▶ Data to examine:
★ ★ ★ ★ ★ ★ ★
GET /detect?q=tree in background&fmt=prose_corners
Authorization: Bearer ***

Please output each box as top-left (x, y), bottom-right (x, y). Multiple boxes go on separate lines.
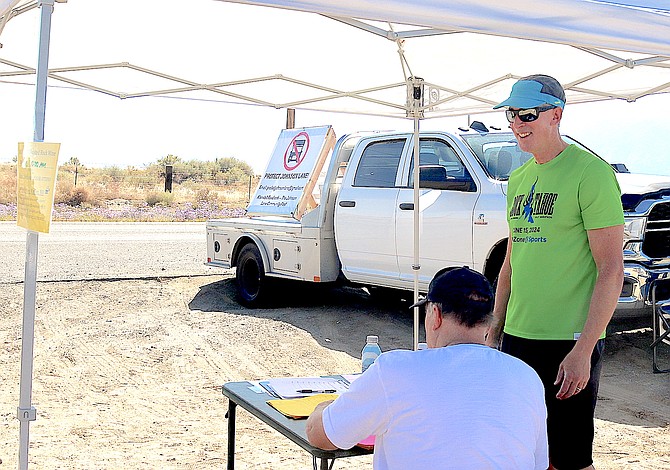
top-left (148, 154), bottom-right (254, 185)
top-left (0, 155), bottom-right (257, 212)
top-left (157, 154), bottom-right (181, 167)
top-left (214, 156), bottom-right (254, 185)
top-left (66, 156), bottom-right (82, 168)
top-left (215, 157), bottom-right (253, 176)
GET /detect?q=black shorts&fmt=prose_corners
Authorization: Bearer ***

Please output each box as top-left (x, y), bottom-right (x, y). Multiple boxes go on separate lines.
top-left (501, 334), bottom-right (605, 470)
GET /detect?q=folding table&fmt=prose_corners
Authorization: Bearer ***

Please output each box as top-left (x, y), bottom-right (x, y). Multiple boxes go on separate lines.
top-left (222, 381), bottom-right (372, 469)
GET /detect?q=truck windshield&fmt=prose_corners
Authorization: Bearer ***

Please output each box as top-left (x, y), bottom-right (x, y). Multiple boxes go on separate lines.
top-left (461, 132), bottom-right (585, 181)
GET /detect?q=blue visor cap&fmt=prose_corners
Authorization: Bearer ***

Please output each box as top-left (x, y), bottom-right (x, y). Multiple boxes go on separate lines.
top-left (493, 79), bottom-right (565, 109)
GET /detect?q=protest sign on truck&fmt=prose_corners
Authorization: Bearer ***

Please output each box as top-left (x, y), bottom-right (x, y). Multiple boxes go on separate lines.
top-left (247, 126), bottom-right (335, 220)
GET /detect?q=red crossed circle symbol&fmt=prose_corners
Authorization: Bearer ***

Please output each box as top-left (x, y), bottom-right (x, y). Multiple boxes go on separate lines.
top-left (284, 132), bottom-right (310, 171)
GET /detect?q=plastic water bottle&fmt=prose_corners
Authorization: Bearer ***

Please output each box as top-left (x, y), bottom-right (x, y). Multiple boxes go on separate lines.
top-left (361, 335), bottom-right (382, 372)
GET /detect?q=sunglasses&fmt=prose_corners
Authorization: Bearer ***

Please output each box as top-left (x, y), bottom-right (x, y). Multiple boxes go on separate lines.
top-left (505, 105), bottom-right (555, 123)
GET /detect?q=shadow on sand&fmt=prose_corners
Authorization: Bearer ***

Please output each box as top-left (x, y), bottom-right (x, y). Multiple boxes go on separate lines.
top-left (188, 277), bottom-right (421, 358)
top-left (189, 277), bottom-right (670, 428)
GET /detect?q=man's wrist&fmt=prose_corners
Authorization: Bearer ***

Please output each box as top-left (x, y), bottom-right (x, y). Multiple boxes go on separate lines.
top-left (485, 327), bottom-right (503, 348)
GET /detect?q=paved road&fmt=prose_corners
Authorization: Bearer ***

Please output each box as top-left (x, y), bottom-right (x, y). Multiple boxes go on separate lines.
top-left (1, 221), bottom-right (224, 283)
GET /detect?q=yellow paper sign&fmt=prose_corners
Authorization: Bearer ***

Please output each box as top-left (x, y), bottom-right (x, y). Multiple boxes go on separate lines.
top-left (17, 142), bottom-right (60, 233)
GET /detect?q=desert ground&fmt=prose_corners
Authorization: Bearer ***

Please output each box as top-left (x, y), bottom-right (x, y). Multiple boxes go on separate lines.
top-left (0, 222), bottom-right (668, 469)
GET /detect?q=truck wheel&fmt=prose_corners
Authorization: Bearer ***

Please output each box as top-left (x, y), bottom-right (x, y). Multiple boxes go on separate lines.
top-left (485, 242), bottom-right (507, 295)
top-left (236, 244), bottom-right (268, 307)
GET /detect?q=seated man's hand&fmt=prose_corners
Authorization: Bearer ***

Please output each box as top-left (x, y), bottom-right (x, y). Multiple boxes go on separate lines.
top-left (306, 400), bottom-right (337, 450)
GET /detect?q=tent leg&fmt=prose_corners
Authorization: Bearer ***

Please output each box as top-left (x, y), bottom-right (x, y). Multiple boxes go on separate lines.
top-left (17, 1), bottom-right (55, 468)
top-left (18, 231), bottom-right (39, 470)
top-left (412, 115), bottom-right (420, 351)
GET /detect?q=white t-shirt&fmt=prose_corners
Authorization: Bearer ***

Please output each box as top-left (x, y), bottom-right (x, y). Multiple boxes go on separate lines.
top-left (322, 344), bottom-right (548, 470)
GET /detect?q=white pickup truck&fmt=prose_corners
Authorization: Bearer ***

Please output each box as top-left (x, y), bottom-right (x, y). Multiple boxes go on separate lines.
top-left (206, 124), bottom-right (670, 318)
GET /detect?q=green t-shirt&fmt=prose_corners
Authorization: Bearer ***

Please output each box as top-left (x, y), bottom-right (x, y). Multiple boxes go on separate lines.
top-left (505, 144), bottom-right (624, 340)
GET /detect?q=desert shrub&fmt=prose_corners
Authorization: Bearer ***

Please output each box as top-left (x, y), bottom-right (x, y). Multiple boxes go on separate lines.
top-left (195, 187), bottom-right (219, 203)
top-left (60, 187), bottom-right (92, 206)
top-left (175, 159), bottom-right (215, 183)
top-left (3, 157), bottom-right (256, 220)
top-left (54, 179), bottom-right (74, 203)
top-left (147, 156), bottom-right (254, 186)
top-left (145, 190), bottom-right (174, 207)
top-left (215, 157), bottom-right (254, 176)
top-left (0, 164), bottom-right (17, 204)
top-left (100, 181), bottom-right (122, 200)
top-left (55, 178), bottom-right (98, 206)
top-left (100, 166), bottom-right (125, 181)
top-left (130, 171), bottom-right (157, 188)
top-left (215, 180), bottom-right (256, 204)
top-left (214, 168), bottom-right (247, 185)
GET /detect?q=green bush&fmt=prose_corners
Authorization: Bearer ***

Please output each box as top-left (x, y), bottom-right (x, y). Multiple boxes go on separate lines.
top-left (145, 191), bottom-right (174, 207)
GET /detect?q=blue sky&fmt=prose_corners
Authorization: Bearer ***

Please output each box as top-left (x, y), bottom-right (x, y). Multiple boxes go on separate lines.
top-left (0, 0), bottom-right (668, 176)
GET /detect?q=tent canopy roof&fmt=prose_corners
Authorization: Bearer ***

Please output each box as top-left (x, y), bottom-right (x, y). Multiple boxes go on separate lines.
top-left (220, 1), bottom-right (670, 57)
top-left (0, 0), bottom-right (669, 119)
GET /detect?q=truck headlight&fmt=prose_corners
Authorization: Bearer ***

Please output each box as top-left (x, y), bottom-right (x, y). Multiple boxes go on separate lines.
top-left (623, 217), bottom-right (645, 241)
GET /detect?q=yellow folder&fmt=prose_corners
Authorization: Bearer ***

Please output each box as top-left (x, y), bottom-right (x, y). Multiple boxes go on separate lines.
top-left (267, 394), bottom-right (339, 419)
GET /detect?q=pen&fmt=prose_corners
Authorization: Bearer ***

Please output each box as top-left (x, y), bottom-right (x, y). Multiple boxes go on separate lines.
top-left (296, 389), bottom-right (336, 394)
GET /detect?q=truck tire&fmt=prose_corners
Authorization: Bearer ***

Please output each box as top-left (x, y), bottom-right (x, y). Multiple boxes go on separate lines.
top-left (236, 243), bottom-right (269, 307)
top-left (485, 241), bottom-right (507, 294)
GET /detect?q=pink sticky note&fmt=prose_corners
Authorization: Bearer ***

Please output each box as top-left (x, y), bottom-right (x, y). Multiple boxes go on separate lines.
top-left (357, 434), bottom-right (375, 449)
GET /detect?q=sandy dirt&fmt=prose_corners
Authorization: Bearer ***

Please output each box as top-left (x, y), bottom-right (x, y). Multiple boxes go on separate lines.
top-left (0, 272), bottom-right (668, 469)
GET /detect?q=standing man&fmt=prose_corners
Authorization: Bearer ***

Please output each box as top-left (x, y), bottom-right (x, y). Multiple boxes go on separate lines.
top-left (488, 74), bottom-right (624, 470)
top-left (307, 267), bottom-right (549, 470)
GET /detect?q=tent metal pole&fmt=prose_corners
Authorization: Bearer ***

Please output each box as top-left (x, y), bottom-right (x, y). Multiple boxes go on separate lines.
top-left (18, 1), bottom-right (54, 468)
top-left (18, 231), bottom-right (39, 470)
top-left (412, 114), bottom-right (420, 351)
top-left (33, 1), bottom-right (52, 143)
top-left (407, 76), bottom-right (423, 351)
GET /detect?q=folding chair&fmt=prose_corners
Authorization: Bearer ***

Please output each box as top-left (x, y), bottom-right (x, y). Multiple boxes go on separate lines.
top-left (650, 283), bottom-right (670, 373)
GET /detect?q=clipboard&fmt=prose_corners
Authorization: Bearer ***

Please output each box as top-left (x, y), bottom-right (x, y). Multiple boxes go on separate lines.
top-left (259, 376), bottom-right (349, 399)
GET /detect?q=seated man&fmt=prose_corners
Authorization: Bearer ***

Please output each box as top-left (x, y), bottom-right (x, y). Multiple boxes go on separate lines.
top-left (306, 267), bottom-right (548, 469)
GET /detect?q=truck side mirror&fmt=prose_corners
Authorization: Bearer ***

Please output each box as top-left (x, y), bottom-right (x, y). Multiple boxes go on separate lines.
top-left (611, 163), bottom-right (630, 173)
top-left (419, 166), bottom-right (476, 192)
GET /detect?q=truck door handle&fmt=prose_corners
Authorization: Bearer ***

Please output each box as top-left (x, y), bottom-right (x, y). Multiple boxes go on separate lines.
top-left (399, 203), bottom-right (414, 210)
top-left (339, 201), bottom-right (356, 207)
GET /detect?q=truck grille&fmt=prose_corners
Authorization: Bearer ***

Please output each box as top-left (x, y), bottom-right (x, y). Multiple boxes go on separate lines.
top-left (642, 202), bottom-right (670, 258)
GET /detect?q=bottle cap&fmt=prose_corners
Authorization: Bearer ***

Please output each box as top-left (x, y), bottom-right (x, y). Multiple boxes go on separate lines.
top-left (366, 335), bottom-right (379, 343)
top-left (417, 342), bottom-right (428, 350)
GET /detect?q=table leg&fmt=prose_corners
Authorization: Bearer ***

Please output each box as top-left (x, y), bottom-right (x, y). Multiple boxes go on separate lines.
top-left (312, 456), bottom-right (334, 470)
top-left (226, 400), bottom-right (237, 470)
top-left (320, 457), bottom-right (334, 470)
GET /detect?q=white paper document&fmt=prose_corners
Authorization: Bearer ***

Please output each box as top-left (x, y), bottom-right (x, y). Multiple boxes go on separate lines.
top-left (261, 376), bottom-right (349, 399)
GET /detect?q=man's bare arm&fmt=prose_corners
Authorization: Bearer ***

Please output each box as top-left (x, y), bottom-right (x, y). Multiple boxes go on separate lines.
top-left (306, 400), bottom-right (338, 450)
top-left (487, 234), bottom-right (512, 348)
top-left (555, 224), bottom-right (624, 399)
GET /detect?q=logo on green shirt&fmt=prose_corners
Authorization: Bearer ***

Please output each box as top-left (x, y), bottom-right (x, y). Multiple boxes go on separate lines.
top-left (522, 178), bottom-right (538, 222)
top-left (509, 177), bottom-right (558, 223)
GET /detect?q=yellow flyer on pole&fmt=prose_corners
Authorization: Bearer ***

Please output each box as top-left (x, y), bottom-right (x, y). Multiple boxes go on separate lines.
top-left (16, 142), bottom-right (60, 233)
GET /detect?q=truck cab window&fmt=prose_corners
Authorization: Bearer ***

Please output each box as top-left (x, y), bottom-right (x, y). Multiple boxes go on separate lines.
top-left (409, 139), bottom-right (475, 191)
top-left (353, 139), bottom-right (405, 188)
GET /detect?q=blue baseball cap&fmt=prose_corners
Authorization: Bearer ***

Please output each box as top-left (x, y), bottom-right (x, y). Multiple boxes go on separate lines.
top-left (493, 74), bottom-right (566, 109)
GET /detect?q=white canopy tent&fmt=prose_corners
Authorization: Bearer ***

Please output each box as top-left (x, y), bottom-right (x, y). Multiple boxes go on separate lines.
top-left (1, 1), bottom-right (670, 467)
top-left (1, 1), bottom-right (670, 120)
top-left (219, 1), bottom-right (670, 55)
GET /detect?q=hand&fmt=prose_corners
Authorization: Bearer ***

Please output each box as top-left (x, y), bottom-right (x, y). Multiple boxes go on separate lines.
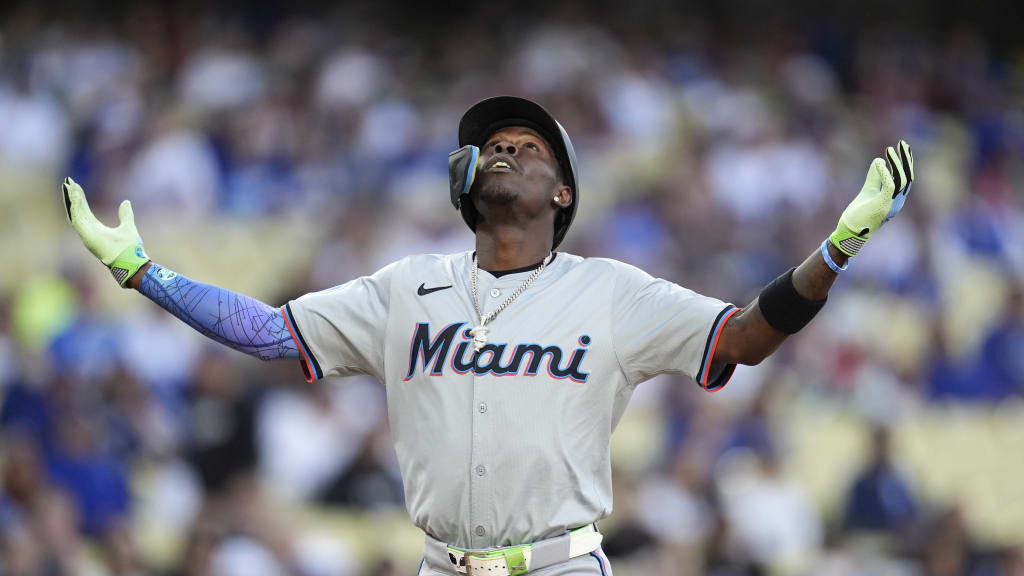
top-left (62, 177), bottom-right (150, 287)
top-left (829, 140), bottom-right (915, 257)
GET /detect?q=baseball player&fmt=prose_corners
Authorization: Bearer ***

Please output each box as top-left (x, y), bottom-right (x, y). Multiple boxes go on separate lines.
top-left (63, 96), bottom-right (914, 575)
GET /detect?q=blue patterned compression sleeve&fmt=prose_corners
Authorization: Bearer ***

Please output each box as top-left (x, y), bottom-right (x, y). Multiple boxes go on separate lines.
top-left (138, 264), bottom-right (300, 360)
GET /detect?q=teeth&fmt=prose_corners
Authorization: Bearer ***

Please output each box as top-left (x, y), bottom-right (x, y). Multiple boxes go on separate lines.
top-left (493, 161), bottom-right (509, 168)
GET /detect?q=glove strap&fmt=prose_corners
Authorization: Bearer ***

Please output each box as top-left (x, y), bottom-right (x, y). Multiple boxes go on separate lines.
top-left (109, 244), bottom-right (150, 288)
top-left (828, 220), bottom-right (868, 257)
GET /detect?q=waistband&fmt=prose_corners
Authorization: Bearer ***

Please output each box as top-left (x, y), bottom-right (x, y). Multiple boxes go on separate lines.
top-left (423, 525), bottom-right (602, 575)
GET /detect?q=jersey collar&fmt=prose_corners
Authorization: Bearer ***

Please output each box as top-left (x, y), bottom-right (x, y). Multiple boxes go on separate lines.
top-left (473, 252), bottom-right (559, 278)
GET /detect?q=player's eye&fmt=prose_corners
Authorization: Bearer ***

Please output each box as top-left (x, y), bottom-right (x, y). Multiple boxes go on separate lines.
top-left (526, 142), bottom-right (540, 151)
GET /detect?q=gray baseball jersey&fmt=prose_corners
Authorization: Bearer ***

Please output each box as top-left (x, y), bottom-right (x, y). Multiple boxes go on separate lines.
top-left (282, 251), bottom-right (738, 549)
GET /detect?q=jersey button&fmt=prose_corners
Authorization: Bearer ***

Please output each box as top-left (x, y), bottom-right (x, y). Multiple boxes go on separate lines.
top-left (478, 402), bottom-right (487, 414)
top-left (475, 525), bottom-right (486, 537)
top-left (475, 464), bottom-right (487, 476)
top-left (489, 288), bottom-right (500, 298)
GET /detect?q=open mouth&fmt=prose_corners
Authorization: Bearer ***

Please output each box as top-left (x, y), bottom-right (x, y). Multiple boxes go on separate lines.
top-left (484, 154), bottom-right (519, 174)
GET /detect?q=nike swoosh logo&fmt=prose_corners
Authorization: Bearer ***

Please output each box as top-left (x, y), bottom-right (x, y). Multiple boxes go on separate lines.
top-left (418, 283), bottom-right (453, 296)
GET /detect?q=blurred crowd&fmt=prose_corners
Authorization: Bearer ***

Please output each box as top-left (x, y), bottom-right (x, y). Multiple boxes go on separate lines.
top-left (1, 1), bottom-right (1023, 575)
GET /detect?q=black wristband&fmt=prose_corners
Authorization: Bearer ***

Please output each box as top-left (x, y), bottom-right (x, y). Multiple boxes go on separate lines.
top-left (757, 268), bottom-right (826, 334)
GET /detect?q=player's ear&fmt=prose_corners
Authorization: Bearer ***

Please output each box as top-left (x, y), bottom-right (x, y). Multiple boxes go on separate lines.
top-left (552, 185), bottom-right (572, 208)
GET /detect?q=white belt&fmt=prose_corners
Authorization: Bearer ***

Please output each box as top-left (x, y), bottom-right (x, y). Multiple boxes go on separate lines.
top-left (443, 524), bottom-right (603, 576)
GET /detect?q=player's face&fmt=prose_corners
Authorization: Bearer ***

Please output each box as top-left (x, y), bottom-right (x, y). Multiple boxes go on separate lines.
top-left (472, 126), bottom-right (571, 218)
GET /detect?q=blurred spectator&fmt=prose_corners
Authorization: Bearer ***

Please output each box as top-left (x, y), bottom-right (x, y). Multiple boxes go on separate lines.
top-left (184, 349), bottom-right (259, 495)
top-left (48, 273), bottom-right (120, 383)
top-left (1, 380), bottom-right (53, 447)
top-left (180, 47), bottom-right (266, 112)
top-left (0, 74), bottom-right (71, 170)
top-left (175, 475), bottom-right (299, 576)
top-left (315, 420), bottom-right (405, 509)
top-left (120, 129), bottom-right (221, 216)
top-left (257, 376), bottom-right (384, 502)
top-left (842, 426), bottom-right (919, 540)
top-left (718, 447), bottom-right (823, 572)
top-left (45, 404), bottom-right (131, 536)
top-left (976, 287), bottom-right (1024, 397)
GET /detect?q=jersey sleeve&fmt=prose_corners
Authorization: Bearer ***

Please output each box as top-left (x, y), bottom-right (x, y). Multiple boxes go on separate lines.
top-left (281, 262), bottom-right (397, 382)
top-left (610, 261), bottom-right (739, 391)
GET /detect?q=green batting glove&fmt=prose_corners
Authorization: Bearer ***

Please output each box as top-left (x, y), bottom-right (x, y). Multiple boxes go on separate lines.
top-left (62, 177), bottom-right (150, 287)
top-left (830, 140), bottom-right (915, 257)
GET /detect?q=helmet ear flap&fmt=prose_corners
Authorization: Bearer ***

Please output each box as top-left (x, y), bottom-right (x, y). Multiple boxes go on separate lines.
top-left (448, 145), bottom-right (479, 210)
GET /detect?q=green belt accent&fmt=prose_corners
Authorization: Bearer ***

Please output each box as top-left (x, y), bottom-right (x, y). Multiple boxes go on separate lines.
top-left (448, 544), bottom-right (531, 576)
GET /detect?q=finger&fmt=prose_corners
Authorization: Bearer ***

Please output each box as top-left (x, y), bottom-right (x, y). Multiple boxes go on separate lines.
top-left (885, 146), bottom-right (905, 198)
top-left (63, 177), bottom-right (100, 227)
top-left (61, 178), bottom-right (73, 223)
top-left (898, 140), bottom-right (914, 185)
top-left (117, 200), bottom-right (135, 230)
top-left (871, 157), bottom-right (894, 199)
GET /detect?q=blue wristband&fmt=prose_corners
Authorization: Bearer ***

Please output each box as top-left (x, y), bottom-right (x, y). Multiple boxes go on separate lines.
top-left (821, 239), bottom-right (849, 272)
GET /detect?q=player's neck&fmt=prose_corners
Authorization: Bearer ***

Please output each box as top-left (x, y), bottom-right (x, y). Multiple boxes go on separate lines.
top-left (474, 225), bottom-right (552, 272)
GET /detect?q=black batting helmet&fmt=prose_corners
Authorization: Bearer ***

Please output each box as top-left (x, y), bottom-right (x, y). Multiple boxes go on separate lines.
top-left (450, 96), bottom-right (579, 250)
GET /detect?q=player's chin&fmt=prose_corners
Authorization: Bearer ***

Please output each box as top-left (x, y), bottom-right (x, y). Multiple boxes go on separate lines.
top-left (475, 179), bottom-right (520, 206)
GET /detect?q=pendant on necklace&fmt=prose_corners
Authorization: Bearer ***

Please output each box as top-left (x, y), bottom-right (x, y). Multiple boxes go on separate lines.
top-left (470, 325), bottom-right (489, 351)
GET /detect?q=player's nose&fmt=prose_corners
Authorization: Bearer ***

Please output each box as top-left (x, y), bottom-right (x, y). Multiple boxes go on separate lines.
top-left (492, 141), bottom-right (518, 156)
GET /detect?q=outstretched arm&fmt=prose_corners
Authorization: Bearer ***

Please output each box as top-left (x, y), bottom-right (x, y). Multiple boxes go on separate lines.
★ ★ ★ ★ ★ ★ ★
▶ What is required: Lines with the word "blue": how many appear in the data? State only the number.

▶ Task answer: 5